§ **Recorded data**:
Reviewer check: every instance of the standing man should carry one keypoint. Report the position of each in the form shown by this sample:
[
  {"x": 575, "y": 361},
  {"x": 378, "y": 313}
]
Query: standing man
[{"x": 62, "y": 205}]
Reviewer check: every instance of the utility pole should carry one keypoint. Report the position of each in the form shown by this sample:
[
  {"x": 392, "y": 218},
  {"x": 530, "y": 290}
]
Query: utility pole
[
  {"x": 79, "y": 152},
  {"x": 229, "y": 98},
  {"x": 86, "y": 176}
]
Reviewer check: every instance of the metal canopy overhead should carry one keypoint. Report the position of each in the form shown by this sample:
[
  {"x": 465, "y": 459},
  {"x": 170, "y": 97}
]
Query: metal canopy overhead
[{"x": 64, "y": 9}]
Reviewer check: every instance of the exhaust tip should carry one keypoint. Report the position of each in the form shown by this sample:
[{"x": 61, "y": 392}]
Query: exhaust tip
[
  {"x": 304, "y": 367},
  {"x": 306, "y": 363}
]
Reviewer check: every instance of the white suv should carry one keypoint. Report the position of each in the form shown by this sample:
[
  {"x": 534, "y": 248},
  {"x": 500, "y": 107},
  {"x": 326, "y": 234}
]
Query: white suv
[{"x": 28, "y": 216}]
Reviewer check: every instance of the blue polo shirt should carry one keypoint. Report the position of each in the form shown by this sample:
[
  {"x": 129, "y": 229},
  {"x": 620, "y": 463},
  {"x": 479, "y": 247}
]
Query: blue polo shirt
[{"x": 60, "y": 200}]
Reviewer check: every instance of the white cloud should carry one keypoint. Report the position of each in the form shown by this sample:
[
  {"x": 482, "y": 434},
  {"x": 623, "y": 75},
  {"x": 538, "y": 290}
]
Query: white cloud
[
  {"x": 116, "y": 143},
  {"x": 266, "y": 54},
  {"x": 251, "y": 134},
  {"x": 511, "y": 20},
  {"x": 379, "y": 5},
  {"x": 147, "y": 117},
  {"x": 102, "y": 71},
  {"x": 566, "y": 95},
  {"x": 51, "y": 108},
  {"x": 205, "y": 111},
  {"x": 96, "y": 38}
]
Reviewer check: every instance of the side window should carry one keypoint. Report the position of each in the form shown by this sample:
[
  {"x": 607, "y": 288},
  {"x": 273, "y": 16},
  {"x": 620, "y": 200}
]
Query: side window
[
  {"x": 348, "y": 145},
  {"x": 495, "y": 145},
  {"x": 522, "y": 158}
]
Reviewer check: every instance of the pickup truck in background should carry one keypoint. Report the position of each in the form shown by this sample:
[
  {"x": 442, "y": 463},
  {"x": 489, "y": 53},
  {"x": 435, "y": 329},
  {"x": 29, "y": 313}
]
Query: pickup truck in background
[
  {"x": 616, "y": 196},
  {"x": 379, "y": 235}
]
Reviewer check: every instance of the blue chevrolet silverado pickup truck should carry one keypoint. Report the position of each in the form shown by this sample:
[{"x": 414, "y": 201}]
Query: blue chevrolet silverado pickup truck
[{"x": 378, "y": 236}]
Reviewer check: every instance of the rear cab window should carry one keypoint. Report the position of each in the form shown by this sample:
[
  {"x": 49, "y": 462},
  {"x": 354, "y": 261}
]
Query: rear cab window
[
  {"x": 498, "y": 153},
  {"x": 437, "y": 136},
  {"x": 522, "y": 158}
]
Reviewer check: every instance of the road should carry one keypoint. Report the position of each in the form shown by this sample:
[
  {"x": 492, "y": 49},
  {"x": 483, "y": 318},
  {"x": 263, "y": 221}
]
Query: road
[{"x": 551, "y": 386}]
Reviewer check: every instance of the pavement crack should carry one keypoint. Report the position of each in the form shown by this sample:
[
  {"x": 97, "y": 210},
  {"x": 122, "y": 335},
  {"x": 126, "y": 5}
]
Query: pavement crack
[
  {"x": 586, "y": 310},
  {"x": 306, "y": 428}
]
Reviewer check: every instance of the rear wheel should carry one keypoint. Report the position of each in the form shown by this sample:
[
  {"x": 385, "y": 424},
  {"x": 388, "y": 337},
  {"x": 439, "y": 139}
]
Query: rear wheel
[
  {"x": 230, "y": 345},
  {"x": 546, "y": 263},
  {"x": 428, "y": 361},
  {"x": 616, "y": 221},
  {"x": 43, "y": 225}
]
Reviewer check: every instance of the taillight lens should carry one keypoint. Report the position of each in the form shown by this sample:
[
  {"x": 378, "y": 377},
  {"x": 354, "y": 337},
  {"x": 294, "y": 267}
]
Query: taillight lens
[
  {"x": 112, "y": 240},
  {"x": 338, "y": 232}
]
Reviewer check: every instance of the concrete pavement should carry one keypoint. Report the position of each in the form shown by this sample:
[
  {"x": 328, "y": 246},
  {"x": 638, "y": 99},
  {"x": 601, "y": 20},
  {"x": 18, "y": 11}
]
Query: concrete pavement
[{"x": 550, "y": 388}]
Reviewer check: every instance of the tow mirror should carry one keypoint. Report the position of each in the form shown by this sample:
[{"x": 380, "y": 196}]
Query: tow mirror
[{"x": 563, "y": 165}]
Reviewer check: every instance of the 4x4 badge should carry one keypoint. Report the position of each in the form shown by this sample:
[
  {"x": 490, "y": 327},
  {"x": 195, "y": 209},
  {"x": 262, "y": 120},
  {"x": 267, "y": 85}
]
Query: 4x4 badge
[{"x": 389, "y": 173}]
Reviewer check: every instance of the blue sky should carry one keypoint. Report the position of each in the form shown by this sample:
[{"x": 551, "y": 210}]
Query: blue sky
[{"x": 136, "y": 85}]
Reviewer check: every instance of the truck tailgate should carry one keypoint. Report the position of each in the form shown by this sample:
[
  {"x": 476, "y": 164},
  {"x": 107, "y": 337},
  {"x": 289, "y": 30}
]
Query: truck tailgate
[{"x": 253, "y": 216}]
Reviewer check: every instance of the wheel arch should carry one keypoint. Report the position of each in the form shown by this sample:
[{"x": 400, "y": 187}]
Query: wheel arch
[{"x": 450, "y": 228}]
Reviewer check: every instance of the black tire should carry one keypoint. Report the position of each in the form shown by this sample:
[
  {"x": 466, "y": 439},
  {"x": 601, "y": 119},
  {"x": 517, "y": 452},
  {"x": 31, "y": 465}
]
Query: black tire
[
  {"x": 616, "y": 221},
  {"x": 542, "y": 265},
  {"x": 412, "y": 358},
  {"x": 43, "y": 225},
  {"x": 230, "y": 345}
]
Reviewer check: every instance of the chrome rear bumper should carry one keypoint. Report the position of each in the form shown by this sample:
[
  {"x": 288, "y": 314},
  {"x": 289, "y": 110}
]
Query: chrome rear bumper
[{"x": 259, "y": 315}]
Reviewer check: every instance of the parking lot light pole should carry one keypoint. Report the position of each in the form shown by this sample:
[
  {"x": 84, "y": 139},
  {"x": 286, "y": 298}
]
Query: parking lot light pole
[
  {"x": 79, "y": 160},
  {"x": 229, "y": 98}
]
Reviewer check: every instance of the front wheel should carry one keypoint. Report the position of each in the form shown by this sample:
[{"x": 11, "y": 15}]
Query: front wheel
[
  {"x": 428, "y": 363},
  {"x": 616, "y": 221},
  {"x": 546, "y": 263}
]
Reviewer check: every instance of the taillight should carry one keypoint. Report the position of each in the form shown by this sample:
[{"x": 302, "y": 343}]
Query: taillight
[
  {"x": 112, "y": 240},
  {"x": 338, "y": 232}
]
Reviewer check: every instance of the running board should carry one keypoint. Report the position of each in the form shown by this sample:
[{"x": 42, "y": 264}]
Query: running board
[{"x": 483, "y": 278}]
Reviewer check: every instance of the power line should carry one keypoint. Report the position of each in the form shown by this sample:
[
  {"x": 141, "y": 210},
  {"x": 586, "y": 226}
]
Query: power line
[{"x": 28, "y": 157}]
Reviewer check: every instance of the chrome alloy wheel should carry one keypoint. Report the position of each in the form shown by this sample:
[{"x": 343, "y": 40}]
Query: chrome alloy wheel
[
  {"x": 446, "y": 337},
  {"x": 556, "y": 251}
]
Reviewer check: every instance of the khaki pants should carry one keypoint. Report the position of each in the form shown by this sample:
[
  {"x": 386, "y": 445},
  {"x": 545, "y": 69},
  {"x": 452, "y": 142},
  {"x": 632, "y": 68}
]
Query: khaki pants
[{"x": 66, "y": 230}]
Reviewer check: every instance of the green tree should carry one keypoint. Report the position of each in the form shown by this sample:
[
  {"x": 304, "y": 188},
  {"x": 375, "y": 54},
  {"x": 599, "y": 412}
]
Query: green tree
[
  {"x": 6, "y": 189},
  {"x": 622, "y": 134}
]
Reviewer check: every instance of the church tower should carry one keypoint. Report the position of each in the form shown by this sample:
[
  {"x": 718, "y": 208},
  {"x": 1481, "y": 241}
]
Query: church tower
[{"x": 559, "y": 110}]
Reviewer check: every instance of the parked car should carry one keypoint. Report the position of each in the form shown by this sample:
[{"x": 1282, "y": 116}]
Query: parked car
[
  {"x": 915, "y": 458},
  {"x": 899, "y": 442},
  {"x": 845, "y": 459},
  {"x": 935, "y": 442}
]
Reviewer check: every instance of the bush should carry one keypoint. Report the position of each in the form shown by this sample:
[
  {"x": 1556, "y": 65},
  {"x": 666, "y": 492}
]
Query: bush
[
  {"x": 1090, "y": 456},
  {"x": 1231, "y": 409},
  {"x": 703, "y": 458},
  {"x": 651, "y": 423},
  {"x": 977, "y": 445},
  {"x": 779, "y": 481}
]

§ **What to work on**:
Retype the lines from the one containing "Reviewer check: every instance of the church" through the final line of the records, both included, character for character.

§ **Response to the task**:
Reviewer check: every instance of the church tower should carry one keypoint. Report the position of each in the form shown by this sample:
[
  {"x": 718, "y": 208},
  {"x": 1481, "y": 241}
]
Query: church tower
[{"x": 559, "y": 110}]
Reviewer check: every instance of the parked car should carry one keypoint. Report the position of each in the form shown by this sample:
[{"x": 1282, "y": 116}]
Query: parked car
[
  {"x": 915, "y": 458},
  {"x": 899, "y": 442},
  {"x": 845, "y": 459},
  {"x": 935, "y": 442}
]
Reviewer check: every instance of the bush should carry one keypoint. Report the position of each in the form shown by this sample:
[
  {"x": 1556, "y": 65},
  {"x": 666, "y": 492}
]
Query: bush
[
  {"x": 1090, "y": 456},
  {"x": 1231, "y": 409},
  {"x": 703, "y": 458},
  {"x": 651, "y": 423},
  {"x": 977, "y": 445},
  {"x": 779, "y": 481}
]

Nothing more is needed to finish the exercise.